**TASK REQUIREMENTS**
From first line to last, output the records below exactly.

**THE RECORDS**
● ● ●
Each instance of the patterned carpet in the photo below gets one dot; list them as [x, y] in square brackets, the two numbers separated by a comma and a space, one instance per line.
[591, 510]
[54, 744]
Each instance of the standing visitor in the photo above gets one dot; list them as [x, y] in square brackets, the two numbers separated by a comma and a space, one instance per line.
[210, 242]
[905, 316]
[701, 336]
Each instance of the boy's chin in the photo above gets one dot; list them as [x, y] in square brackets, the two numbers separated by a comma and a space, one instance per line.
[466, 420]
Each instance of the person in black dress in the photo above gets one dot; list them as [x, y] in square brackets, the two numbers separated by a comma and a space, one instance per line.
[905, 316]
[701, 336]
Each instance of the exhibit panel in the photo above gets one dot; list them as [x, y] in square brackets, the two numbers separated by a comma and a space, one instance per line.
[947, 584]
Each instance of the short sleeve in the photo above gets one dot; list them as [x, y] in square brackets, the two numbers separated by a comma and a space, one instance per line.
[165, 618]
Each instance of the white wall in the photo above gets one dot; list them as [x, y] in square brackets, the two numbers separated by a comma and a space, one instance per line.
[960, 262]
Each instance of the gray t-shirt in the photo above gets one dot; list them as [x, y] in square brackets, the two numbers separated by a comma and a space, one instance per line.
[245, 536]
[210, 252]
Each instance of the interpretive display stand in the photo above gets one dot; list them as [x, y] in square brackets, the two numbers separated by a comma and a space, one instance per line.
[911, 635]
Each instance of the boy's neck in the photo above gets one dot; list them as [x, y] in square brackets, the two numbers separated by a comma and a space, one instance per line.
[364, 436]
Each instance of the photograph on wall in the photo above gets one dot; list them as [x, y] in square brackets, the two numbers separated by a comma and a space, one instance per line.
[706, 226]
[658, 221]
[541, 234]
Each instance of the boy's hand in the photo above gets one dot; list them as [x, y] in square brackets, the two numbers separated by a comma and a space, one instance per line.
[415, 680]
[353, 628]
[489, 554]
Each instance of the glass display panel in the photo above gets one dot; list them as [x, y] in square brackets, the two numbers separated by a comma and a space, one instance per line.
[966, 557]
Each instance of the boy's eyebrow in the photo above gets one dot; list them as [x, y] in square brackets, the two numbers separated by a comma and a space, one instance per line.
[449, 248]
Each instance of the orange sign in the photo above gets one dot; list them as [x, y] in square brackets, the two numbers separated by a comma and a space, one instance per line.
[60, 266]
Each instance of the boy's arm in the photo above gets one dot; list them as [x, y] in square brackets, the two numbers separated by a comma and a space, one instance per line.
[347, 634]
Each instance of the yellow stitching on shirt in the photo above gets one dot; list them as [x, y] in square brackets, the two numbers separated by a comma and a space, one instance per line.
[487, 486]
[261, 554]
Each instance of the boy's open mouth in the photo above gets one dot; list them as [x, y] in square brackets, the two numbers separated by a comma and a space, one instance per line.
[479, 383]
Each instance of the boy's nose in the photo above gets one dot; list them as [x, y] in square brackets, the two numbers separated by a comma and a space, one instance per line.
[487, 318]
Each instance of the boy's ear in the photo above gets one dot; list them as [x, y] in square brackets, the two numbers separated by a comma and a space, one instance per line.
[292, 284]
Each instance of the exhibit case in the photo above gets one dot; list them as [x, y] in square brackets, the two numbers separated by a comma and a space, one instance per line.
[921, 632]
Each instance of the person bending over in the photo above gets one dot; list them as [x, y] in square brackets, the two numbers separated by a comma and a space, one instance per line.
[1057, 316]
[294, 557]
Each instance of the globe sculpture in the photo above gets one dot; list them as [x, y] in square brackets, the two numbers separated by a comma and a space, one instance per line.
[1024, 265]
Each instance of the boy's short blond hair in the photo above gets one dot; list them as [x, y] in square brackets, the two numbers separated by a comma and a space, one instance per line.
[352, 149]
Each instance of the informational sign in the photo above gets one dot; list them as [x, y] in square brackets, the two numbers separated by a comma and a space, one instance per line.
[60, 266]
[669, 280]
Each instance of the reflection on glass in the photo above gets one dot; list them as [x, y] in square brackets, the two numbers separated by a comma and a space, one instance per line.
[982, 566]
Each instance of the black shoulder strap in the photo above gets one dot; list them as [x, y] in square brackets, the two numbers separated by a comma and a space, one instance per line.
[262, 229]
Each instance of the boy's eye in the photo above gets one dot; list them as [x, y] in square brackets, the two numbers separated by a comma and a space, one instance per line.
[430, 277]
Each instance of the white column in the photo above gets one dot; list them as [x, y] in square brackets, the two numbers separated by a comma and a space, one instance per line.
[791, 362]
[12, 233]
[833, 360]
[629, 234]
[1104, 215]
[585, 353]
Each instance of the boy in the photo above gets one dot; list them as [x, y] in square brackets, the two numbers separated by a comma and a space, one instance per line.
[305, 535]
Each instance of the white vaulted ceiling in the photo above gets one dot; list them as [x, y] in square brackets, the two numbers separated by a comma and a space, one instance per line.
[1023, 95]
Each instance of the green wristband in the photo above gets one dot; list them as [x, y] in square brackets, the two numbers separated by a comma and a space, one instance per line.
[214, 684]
● ● ●
**SOLUTION**
Each instance of the patterned carpet in the photo below gets one dot; list them as [x, y] in square brackets, the two numbers separated by a comma and a space, one instance per line.
[591, 510]
[54, 744]
Each instance of the standing visitor in the photo above gets one dot; list them as [x, y] in square brackets, the two numbers separated by a comma and a space, one instance per line.
[210, 242]
[905, 316]
[701, 336]
Each instance of the boy's chin in the photo above gets one dot; list them as [x, y] in square brackets, the two numbers separated by a comma and a space, one instance per line.
[466, 420]
Each instance of the person in black dress in the photo above gets one dot; list them as [x, y] in square brackets, the two numbers separated by a comma and a space, one instance per line.
[905, 316]
[701, 336]
Each instance of the exhibit panel in the photo above gets one dot; list them as [x, y] in square brackets, the two numbers separated by a comma and a space, one instance per line.
[947, 584]
Each instance of the short sleeve in the photo above gets one dot; list them as [x, y] in square brackets, the two numbers separated by a comma and a space, one instance per line.
[165, 618]
Each instance of the white wall in the photo above gets one dot; list them as [x, y] in square brackets, the two numbers separated by a comma and a space, one instance per line.
[960, 262]
Each instance of the gray t-shirt in the photo above gets one dot; list them as [x, y] in square brackets, the two numbers separated by a comma and a space, one instance per line.
[245, 536]
[210, 252]
Each instance of the interpretive display stand in the photo above gets one dot; list them as [x, y] in square brackets, the two numbers separated by a comma and a space, one instance per line.
[911, 635]
Each instance of the boy's neck in the photo above gets one dot; list them as [x, y] in square brackets, the two numbers separated by a comma and a space, one instance per line.
[364, 436]
Each instance of the photograph on wall in the photo above gets one dot; list them as [x, y] in square brackets, the two numbers separated by a comma and a space, one instance per line.
[706, 226]
[658, 221]
[541, 234]
Each instance of the boy's hand in the photo above gets one dot; list them as [x, y] in square brackets, the two numbers separated by a comma and a space, one instance per line.
[415, 680]
[353, 628]
[489, 554]
Each instance of the glass display panel in the photo above gets one dot; list them as [x, y] in square brackets, the two numbers separated by a comma and a space, one instance per line.
[966, 557]
Each instance of the boy's eyebrow in the photo above gets one dot; list them as [x, y] in square brackets, the two numbers separated by a comma and a space, one instance per line.
[449, 248]
Each instance of the orange sign in the photo above gets one dot; list them as [x, y] in square brackets, the two numbers separated by a comma and a space, one instance per line.
[60, 266]
Each instance of the boy's arm in the photo above gets one dot; list them as [x, y] in square brackets, the two numbers separated by a comma and a space, one instance per line.
[347, 634]
Each instance of the yellow stitching on shirt in the photo above gets one dot; list them as [x, y] in square brackets, the two numbers separated by a comma and a space, one instance per line.
[487, 486]
[261, 554]
Each instance of the boy's open mouth in the photo above gets one dot; list them as [x, y] in square brackets, the two numbers separated by a comma and a space, one instance per line.
[479, 383]
Each instance of the boy's nose in the photo above gets one dot; list them as [x, y] in square brackets, the two numbers separated by a comma and a space, one instance per line.
[487, 318]
Each instance of the boy's ear in the photo above gets one dot; list them as [x, y] in square brackets, the two numbers separated by a comma and a space, one instance per line.
[292, 284]
Each instance of the exhibit case in the photo above gets one dot; list them as [x, y] in square brackets, the two numbers separated by a comma and a space, one instance per line.
[921, 632]
Each instance of the person bending over in the photo above gets one dot; list them as [x, y] in square brackets, the two numbers separated by a comma and a space, one instance per line.
[1057, 316]
[294, 557]
Each instance of the globe sculpture in the photo above gets one dot; list them as [x, y] in square brackets, the two numbers separated by a comma and a space, one instance per line.
[1024, 265]
Each instance of the boy's short blond hair in the photo above gets one dot; list them as [x, y] in square brackets, the two numbers separated by a comma and a space, one instance per line.
[352, 149]
Each instance of the informational sign in the photo above gets one dot; list them as [x, y] in square brackets, the two numbers separated by a comma and a space, one instance per line.
[60, 266]
[669, 280]
Each instance of the reflection on glass in the photo above gets one dot; list them as [x, y] in square brackets, the two numbers separated by a comma and a space, one instance per line.
[982, 566]
Each instance of the black shoulder strap in the photo above gets one dot; list them as [x, y] in square brackets, the two numbers separated by a comma and a space, one instance per line.
[262, 229]
Each instance of the boy's eye in the photo above gets one dot; list them as [x, y] in square brackets, the two numbers separated by a comma and a space, one instance per line.
[430, 277]
Each instance of the white column in the photo above gets one dot; list them as [x, y] in square brackets, the two numbers separated by a comma and a space, one instance per line.
[791, 362]
[12, 233]
[833, 360]
[629, 234]
[1104, 215]
[585, 353]
Each instance of the boy in the photo above gets one dot; list them as [x, y] in square brackets, the two numbers separated by a comma and a space, one instance per line.
[305, 535]
Each instance of the white vaulted ceiling in the photo above gets one dot; list them as [x, y] in square brackets, the two numbers separated by a comma and a space, one instance per line.
[1023, 95]
Each instance of the green wristband in the photo above gets one dot; list them as [x, y] in square brackets, the two numbers separated by a comma and a space, one instance per line.
[214, 684]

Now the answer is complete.